GIVEN INSTRUCTION A » Using the coating patent text, decide whether each statement agrees with it. For each one, answer yes or no and quote the words that settle it. (i) Cathodic arc and E-beam PVD typically introduce high residual stress on the leading edge of compressor airfoils. (ii) The provisional patent application was filed in 2012. (iii) Volcanic ash is named as a major source of erosion.
GIVEN INSTRUCTION B » Copy everything in the coating patent text from "Description" down to "herein by reference.".
GIVEN INSTRUCTION C » List every ingested material that the coating patent text names as a major source of erosion.

COATING SYSTEM FOR IMPROVED LEADING EDGE EROSION PROTECTION

Abstract

A gas turbine engine includes airfoils. At least a portion of the airfoils are coated with a coating that provides for erosion and corrosion protection for the portion of the airfoils.

Description

CROSS REFERENCE TO RELATED APPLICATIONS

This application claims priority to and the benefit of U.S. Provisional Patent Application No. 61/779,722, filed 13 Mar. 2013, the disclosure of which is now incorporated herein by reference.

FIELD OF THE DISCLOSURE

The present disclosure relates generally to coatings, and more specifically to coating systems to reduce erosion and corrosion in gas turbine engines.

BACKGROUND

Gas turbine engines are used to power aircraft, watercraft, power generators, and the like. Gas turbine engines typically include a compressor, a combustor, and a turbine. The compressors and turbine of the turbine engine can include turbine disks or turbine shafts, as well as a number of blades mounted to the turbine disks/shafts that extend radially outwardly therefrom into the gas flow path. Also included in the turbine engine are rotating, as well as static, seal elements that channel the airflow used for cooling certain components such as turbine blades and vanes. The airflow channeled by these rotating, as well as static, seal elements carry corrodant deposits to the turbine blades. As the maximum operating temperature of the turbine engine increases, the turbine blades are subjected to higher temperatures. Debris entering the engine can present issues for the compressor and other components.

Alkaline sulfate, sulfites, chlorides, carbonates, oxides, and other corrodant salt deposits can be sources of erosion and corrosion. In addition, ingested dirt, fly ash, volcanic ash, concrete dust, sand, sea salt, etc. are a major source of erosion. This can lead to failure or premature removal and replacement of the compressor blades unless the damage is reduced or repaired. Conventional plasma vapor deposition (PVD) processes such as cathodic arc and E-beam PVD are widely used methods for depositing erosion resistant coatings on the airfoils of compressor blades and vanes. However, PVD processes such as cathodic arc and E-beam PVD typically introduce high residual stress on the leading edge of the compressor airfoils during the coating process. When high residual stress from the coating process is coupled with out-of-plane stress from the leading edge geometry and thermal expansion mismatch between coating and substrate, it can result in coating spallation in the as-coated condition providing insufficient leading edge erosion protection.

Coating methods and coating compositions for compressor blades and vanes that provide high angle solid particle erosion protection on the leading edge of compressor airfoils are desired. Coating methods and coating compositions that also provide lower angle solid particle erosion protection on the concave and convex sides of the airfoils are desired.

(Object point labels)
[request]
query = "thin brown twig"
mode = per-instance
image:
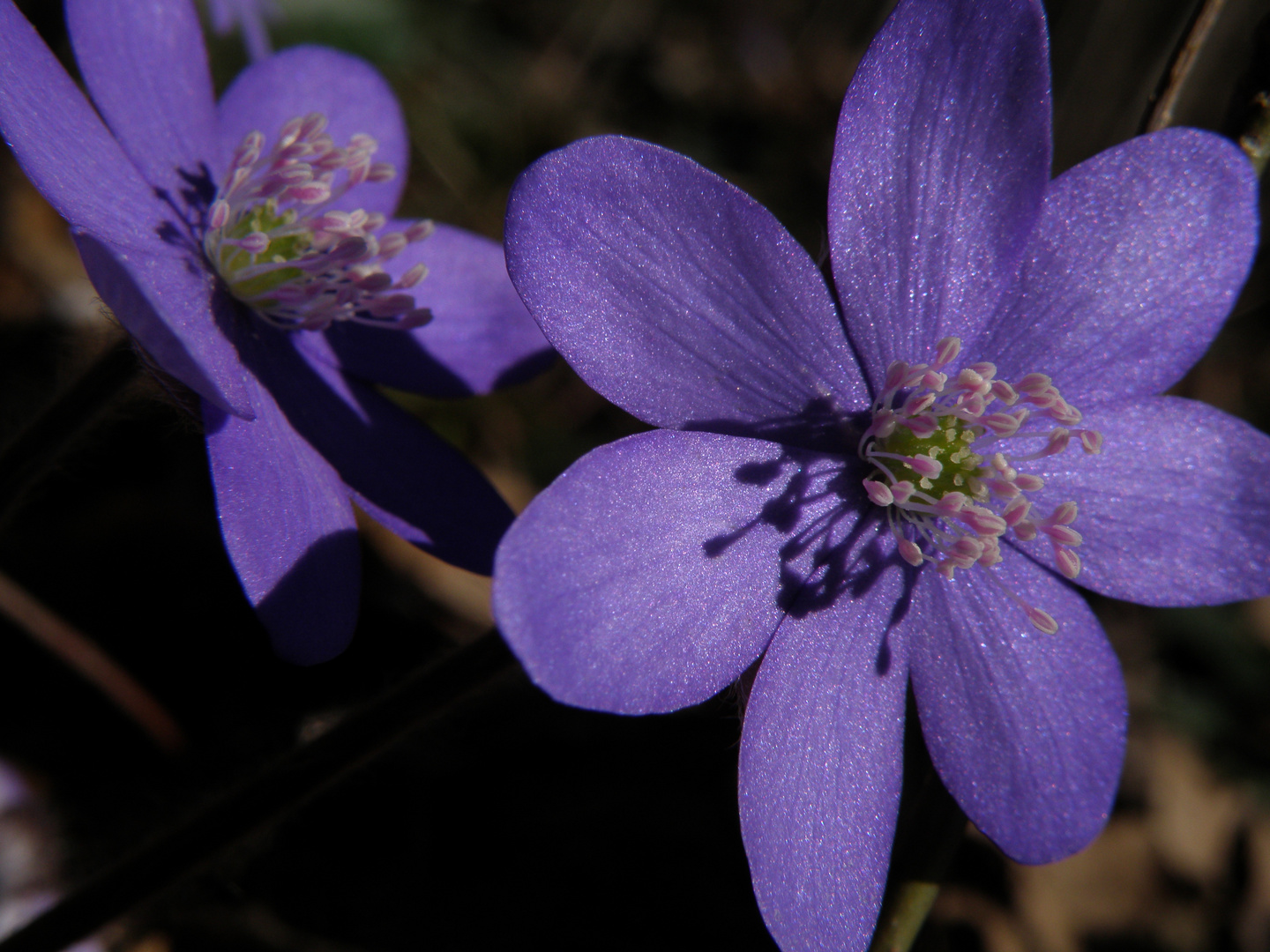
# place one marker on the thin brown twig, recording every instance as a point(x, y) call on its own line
point(74, 649)
point(1184, 63)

TASK RESULT A »
(i) Yes: "PVD processes such as cathodic arc and E-beam PVD typically introduce high residual stress on the leading edge of the compressor airfoils during the coating process"
(ii) No: "filed 13 Mar. 2013"
(iii) Yes: "ingested dirt, fly ash, volcanic ash, concrete dust, sand, sea salt, etc. are a major source of erosion"

TASK RESULT B »
Description

CROSS REFERENCE TO RELATED APPLICATIONS

This application claims priority to and the benefit of U.S. Provisional Patent Application No. 61/779,722, filed 13 Mar. 2013, the disclosure of which is now incorporated herein by reference.

TASK RESULT C »
- dirt
- fly ash
- volcanic ash
- concrete dust
- sand
- sea salt